## How to complete this task
Retype every record exactly. Leave the pictures out.

Natural-language object grounding data:
———

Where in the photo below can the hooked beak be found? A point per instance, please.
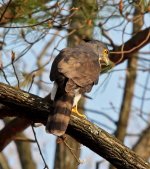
(104, 60)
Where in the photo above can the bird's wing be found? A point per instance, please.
(80, 65)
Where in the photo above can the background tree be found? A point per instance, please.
(33, 32)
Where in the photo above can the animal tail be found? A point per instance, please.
(58, 121)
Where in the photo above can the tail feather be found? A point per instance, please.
(58, 122)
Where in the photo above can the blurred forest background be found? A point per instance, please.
(33, 32)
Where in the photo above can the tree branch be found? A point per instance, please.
(142, 146)
(123, 52)
(33, 108)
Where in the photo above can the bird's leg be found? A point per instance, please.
(75, 110)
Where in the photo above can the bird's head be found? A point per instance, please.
(102, 52)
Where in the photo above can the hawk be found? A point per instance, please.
(74, 72)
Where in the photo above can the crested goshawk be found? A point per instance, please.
(74, 72)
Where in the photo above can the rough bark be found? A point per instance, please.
(3, 162)
(142, 146)
(24, 151)
(83, 131)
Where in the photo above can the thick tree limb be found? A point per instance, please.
(33, 108)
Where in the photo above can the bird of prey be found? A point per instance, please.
(74, 72)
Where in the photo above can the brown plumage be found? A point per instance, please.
(75, 71)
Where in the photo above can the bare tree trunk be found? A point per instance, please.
(129, 87)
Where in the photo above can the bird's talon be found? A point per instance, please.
(74, 110)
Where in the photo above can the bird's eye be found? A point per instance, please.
(105, 51)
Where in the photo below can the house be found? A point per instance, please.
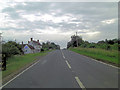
(32, 47)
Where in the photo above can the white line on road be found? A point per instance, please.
(80, 83)
(63, 54)
(18, 75)
(68, 64)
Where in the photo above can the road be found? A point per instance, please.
(66, 69)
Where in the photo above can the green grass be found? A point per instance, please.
(17, 62)
(100, 54)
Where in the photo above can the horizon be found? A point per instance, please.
(57, 22)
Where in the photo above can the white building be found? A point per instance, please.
(32, 47)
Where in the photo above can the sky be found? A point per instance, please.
(58, 21)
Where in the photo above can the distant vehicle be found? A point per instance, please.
(64, 49)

———

## Exercise answer
Where in the photo below can the hooked beak be found? A point per instance, please.
(104, 60)
Where in the photo above can the bird's wing be found? A point per instance, please.
(80, 65)
Where in the photo above can the background tree be found? A point per instance, please.
(33, 32)
Where in the photo above can the animal tail be found? A point per instance, please.
(58, 121)
Where in the photo above can the tail feather be found? A point per instance, please.
(58, 122)
Where in the photo above can the blurred forest background be found? A point per instance, please.
(33, 32)
Where in the photo above can the tree branch be found? A point per instance, please.
(142, 146)
(123, 52)
(33, 108)
Where in the photo above can the bird's leg be found? A point per instance, please.
(75, 110)
Where in the photo above can the bird's head be found? A point per instance, please.
(102, 52)
Where in the photo above can the hawk be found? A point per instance, please.
(74, 72)
Where in the photo above can the crested goshawk be found? A point per instance, please.
(74, 72)
Where in the photo above can the rough bark be found? A point per instance, please.
(3, 162)
(142, 146)
(24, 151)
(83, 131)
Where in the photo above can the thick tree limb be found? A point per instance, please.
(33, 108)
Where in the photo above can the bird of prey be found? A point per instance, please.
(74, 72)
Where in the photo above can the brown plumage be found? A point per instance, please.
(75, 71)
Where in the photo above can the bare tree trunk be found? A point per instance, please.
(129, 87)
Where in the photo above can the bird's talon be found? A point per instance, please.
(74, 110)
Where in the photo above can the bird's eye be found? A point per instance, please.
(105, 51)
Where in the photo below can the house be found? A point per instance, please.
(32, 47)
Where in the photo above can the white line on road be found? A point per instance, please.
(80, 83)
(63, 54)
(18, 75)
(68, 64)
Where in the photo above can the road be found? A point per instance, please.
(66, 69)
Where in the photo above can the green grass be found? A point per instance, please.
(17, 62)
(100, 54)
Where in the photo above can the horizon be found? A point per instance, please.
(57, 22)
Where in the photo above can the white building be found? A point per instance, please.
(32, 47)
Where in the photo above can the sky be found? A point per instance, please.
(58, 21)
Where in the photo above can the distant vehicle be found? A point per instance, please.
(64, 49)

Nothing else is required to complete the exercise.